* [Problem requirements] Continue the article about Silvia Fink's death aboard the Windcastle, picking up after its final sentence.

In the harbour of Port Vila, a husband awaits scientific explanation of his wife's agonising end.

Doug Nash and Silvia Fink met and fell in love on a yacht. After their 2007 marriage, the Windcastle took them to the still-warm lava of the Galapagos Islands, to Tonga, where they met the Pacific's last king, and on to New Zealand, surviving a ''pasting'' on the famously rough crossing.

''She was just crew but she ended up staying five years,'' Nash says. ''We had a tremendously successful romance and developed a great partnership. Our goal was a complete circumnavigation, but that came to a screeching halt in August.''

Their boat now floats on a mooring in Port Vila harbour, Vanuatu, riding out the cyclone season. By the time it sets sail again, at least nine months will have passed since it was the scene of 56-year-old Silvia's sudden and mysterious death. In the meantime, her widower waits, and waits.

Nash's nightmare began after sailing from Vila to the island of Epi, 145 kilometres north, on an August day after the island's annual canoe-race festival. Lamen Bay was lively when they dropped anchor and Silvia spent an evening playing with village children, teaching them how to dance.

The following day, anchored in the bay, she took MMS - Miracle Mineral Solution, a compound she had bought from fellow sailors, a Belgian and a Californian, who had assured her it would ward off malaria in the Solomon Islands, Nash and Fink's next destination.

Nash, 77, is a retired NASA geologist, a man of science, sceptical about the claims on the bottle. But he stayed out of it, he says, because she was ''a grown and savvy woman''.

''It went bad from the beginning,'' he wrote to friends in the days afterwards. ''From almost the moment she drank the mixture of MMS with lime juice that she'd brewed up according to the instructions ... she began to be nauseated, and soon was vomiting and on the toilet having diarrhoea.

''But she thought, because the literature that came with the MMS kit emphasised that these were normal symptoms, that one just had to grin and bear it when first using the substance. How wrong we were. It turned into torture the whole day, with her getting gradually worse and worse, having incredible abdominal pains, then urinary pains.

''I'd been helping her all day, bathing her, emptying the bucket, comforting her, trying to get liquids down her, all to no avail because she could not keep anything down. Eventually, about the time it was getting dark, she started having feelings that she was going to faint. That's when I became fully alarmed. I got on the VHF radio and called for assistance.

''At that moment she suddenly went into a coma. Then I put out another radio call, this time an emergency one for immediate medical help. Fellow cruisers rushed to our boat within minutes to aid me, and for over an hour we conducted emergency CPR and administered oxygen but it, and an adrenaline shot administered by a physician who finally arrived from the village, failed to revive her.

''And she died on Windcastle around 9pm, just 12 hours after she'd taken that fatal drink of MMS.''

Both married before, Nash and Fink met after he advertised for crew in San Diego in 2004. ''I miss her immensely. Windcastle is empty without her presence.''

Vanuatu, a volcanic archipelago supporting 240,000 inhabitants on a latitude with Cape York, looks like paradise to outsiders who dive and sail its turquoise waters. But the death of this vivacious Mexican exposed the full catastrophe of petty island bureaucracy and under-resourcing that bedevils the place.

Stored items

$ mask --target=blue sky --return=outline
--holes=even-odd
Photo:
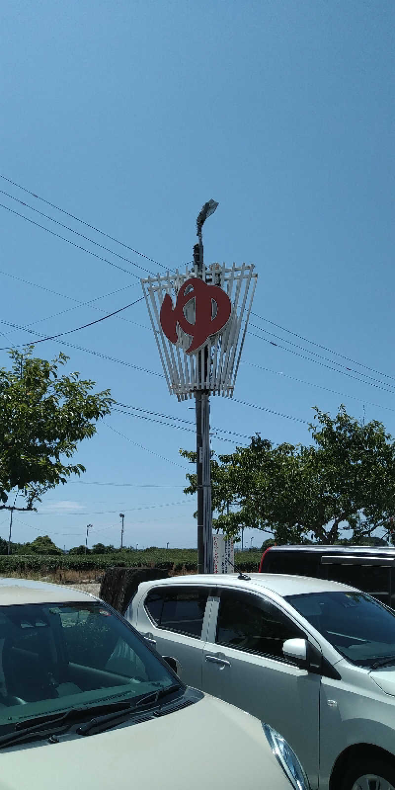
[[[213,399],[213,426],[306,443],[311,407],[334,414],[343,402],[395,434],[393,17],[382,0],[1,6],[2,175],[161,271],[190,260],[196,216],[213,198],[206,261],[255,265],[261,329],[247,335],[235,397],[263,408]],[[138,299],[139,267],[160,270],[4,179],[0,189],[2,206],[137,276],[2,207],[2,321],[66,331]],[[65,338],[96,353],[58,341],[37,353],[62,350],[70,370],[117,400],[193,423],[193,403],[178,404],[163,378],[97,356],[160,373],[148,327],[140,303]],[[2,345],[34,337],[0,331]],[[178,455],[194,448],[193,425],[115,412],[105,423],[76,457],[81,480],[17,515],[15,540],[49,533],[70,547],[92,523],[90,541],[118,545],[123,512],[127,545],[195,545]]]

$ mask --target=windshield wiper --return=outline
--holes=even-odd
[[[167,694],[171,694],[173,691],[178,691],[181,688],[178,683],[173,683],[172,686],[167,686],[164,689],[158,689],[156,691],[150,691],[149,694],[145,694],[144,697],[141,697],[134,708],[139,708],[141,705],[149,705],[151,702],[155,705],[161,697],[165,697]]]
[[[390,664],[395,664],[395,656],[386,656],[385,658],[381,658],[379,661],[374,661],[371,669],[378,669],[378,667],[386,667]]]
[[[0,749],[11,743],[17,743],[28,739],[32,736],[39,738],[40,735],[52,733],[60,725],[69,724],[70,722],[80,721],[86,718],[92,711],[100,711],[106,713],[108,710],[116,710],[116,716],[130,708],[130,702],[108,702],[89,706],[70,708],[62,713],[48,714],[47,716],[36,716],[25,721],[17,721],[14,729],[6,735],[0,735]],[[114,714],[113,714],[114,715]]]
[[[118,710],[117,713],[110,713],[107,716],[94,717],[90,721],[87,721],[86,724],[81,724],[81,727],[78,727],[77,732],[81,735],[88,735],[92,729],[95,729],[96,732],[100,732],[103,729],[107,729],[107,724],[111,724],[116,719],[136,713],[137,709],[141,707],[149,705],[150,706],[155,705],[162,697],[178,691],[182,687],[179,686],[178,683],[174,683],[172,686],[167,686],[164,689],[157,689],[156,691],[150,691],[149,694],[145,694],[144,697],[141,697],[134,705],[133,703],[129,704],[127,705],[129,709]]]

* [Solved exercise]
The 80-odd islands James Cook named the New Hebrides in 1774 have become a purgatory for Nash in the months since August, as he waits and waits for an explanation of what happened. He chartered a plane to fly Fink's body back to Port Vila and reported her death immediately to police, but a three-week investigation appears to have produced nothing.

Despite assistance from two of 10 Australian Federal Police officers stationed in Vanuatu, Nash says local police told him they did not even interview the sailors who sold Fink the MMS and who are still in Vanuatu. They have enlisted the product's creator to defend them in the court of internet opinion.

''Police enforcement is ... I don't know what to say. It's just not very well done,'' says Nash.

Noel Woodford, a pathologist from the Victorian Institute for Forensic Medicine, was summoned to Vanuatu to perform an autopsy on August 22, but the results have not been delivered.

There was nowhere in Vanuatu to cremate the body, so Fink's son, Joaquin, and Nash had to look to New Zealand. But local law requires bodies shipped out of Vila more than 24 hours after death to leave in a lead-lined casket, and they were asked to pay the Port Vila municipal council $US5500 ($5960) for a coffin. A $US1300 casket was located in New Zealand but prohibited, even though it conformed with Vanuatu regulations.

Without the more expensive casket, Fink's body would not be released. ''We felt like we were being conned,'' says Nash.

After negotiating the figure down to $US4500 and saying their goodbyes, Nash and his son-in-law learnt Fink's passport had been lost by Vila officials, making another trial of her repatriation to Mexico. Nash is staying in Port Vila until the autopsy results arrive. That means battening down the hatches until at least April, when equatorial storms have subsided.

In the meantime, he is helping out at the Department of Geology and Water Resources, improving the monitoring of active volcanoes.

People who drink MMS are consuming chlorine dioxide, a bleach added to drinking water and swimming pools and used to prepare some foods, such as flour. Because it is highly explosive, it must be mixed by adding citric acid to sodium chlorite from an MMS kit on site, before it is imbibed.

The product's American creator, Jim Humble, describes himself variously as a scientist, prospector and saviour of the human race who discovered the substance's powers while looking for gold in a South American rainforest in 1996.

In 2007, says the promotional blurb, ''this man heroically stepped out of the shadows to make this information and natural solution freely available to all humanity''.

''He believes the long-term availability of this substance ... may soon be heavily controlled by 'the powers that be'.'' At $US20 a bottle, Humble claims 200,000 Americans are now using it to cure everything from cancer to HIV to swine flu.

Nash, meanwhile, has spent his months in Vanuatu warning the world about Humble's elixir.

His letter to friends was published by a US magazine and on alternative health websites, sparking a cyberspace barney. Devotees swore by its healing powers. Critics linked it to other deaths.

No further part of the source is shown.